- _Given exercise_
Rewrite the material below from the line containing "Scan for prawn" through its last line, keeping the requests as they are. Shift every bounding-box coordinate in the answers by -141.
== Material provided
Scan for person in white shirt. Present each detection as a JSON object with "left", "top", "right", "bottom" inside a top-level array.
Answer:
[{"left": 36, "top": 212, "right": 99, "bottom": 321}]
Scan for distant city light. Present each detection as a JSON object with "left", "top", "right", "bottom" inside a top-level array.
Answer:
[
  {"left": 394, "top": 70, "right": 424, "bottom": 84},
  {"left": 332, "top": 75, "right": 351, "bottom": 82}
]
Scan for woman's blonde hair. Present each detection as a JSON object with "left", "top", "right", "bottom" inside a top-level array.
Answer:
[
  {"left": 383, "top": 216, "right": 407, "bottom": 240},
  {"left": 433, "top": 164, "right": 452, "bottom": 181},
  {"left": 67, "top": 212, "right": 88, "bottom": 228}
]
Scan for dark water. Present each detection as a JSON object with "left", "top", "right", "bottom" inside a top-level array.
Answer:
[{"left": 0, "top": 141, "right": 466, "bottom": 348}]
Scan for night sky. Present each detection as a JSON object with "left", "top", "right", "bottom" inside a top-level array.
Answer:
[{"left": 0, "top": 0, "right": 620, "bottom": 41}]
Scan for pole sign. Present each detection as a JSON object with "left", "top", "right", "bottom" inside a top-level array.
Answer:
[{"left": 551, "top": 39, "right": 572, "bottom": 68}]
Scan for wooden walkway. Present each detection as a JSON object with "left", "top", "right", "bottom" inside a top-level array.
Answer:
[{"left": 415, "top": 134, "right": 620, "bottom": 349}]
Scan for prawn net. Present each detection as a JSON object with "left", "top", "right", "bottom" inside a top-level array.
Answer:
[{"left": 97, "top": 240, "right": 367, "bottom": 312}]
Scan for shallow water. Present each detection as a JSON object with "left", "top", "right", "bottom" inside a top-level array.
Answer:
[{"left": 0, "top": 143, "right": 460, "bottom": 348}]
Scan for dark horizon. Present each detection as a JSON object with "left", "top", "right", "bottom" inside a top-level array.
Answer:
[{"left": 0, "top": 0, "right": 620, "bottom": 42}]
====
- _Answer to this problem_
Scan for prawn net. Present each detection as a JSON object with "left", "top", "right", "bottom" inside a top-level array.
Answer:
[{"left": -44, "top": 99, "right": 226, "bottom": 171}]
Scan for shallow water. Present each detection as a JSON object with "left", "top", "right", "bottom" inside a top-level array.
Answer:
[{"left": -141, "top": 2, "right": 319, "bottom": 207}]
Scan for dark horizon. Present each detection as a JSON object with "left", "top", "right", "bottom" inside a top-level array.
Answer:
[{"left": -141, "top": -141, "right": 479, "bottom": -99}]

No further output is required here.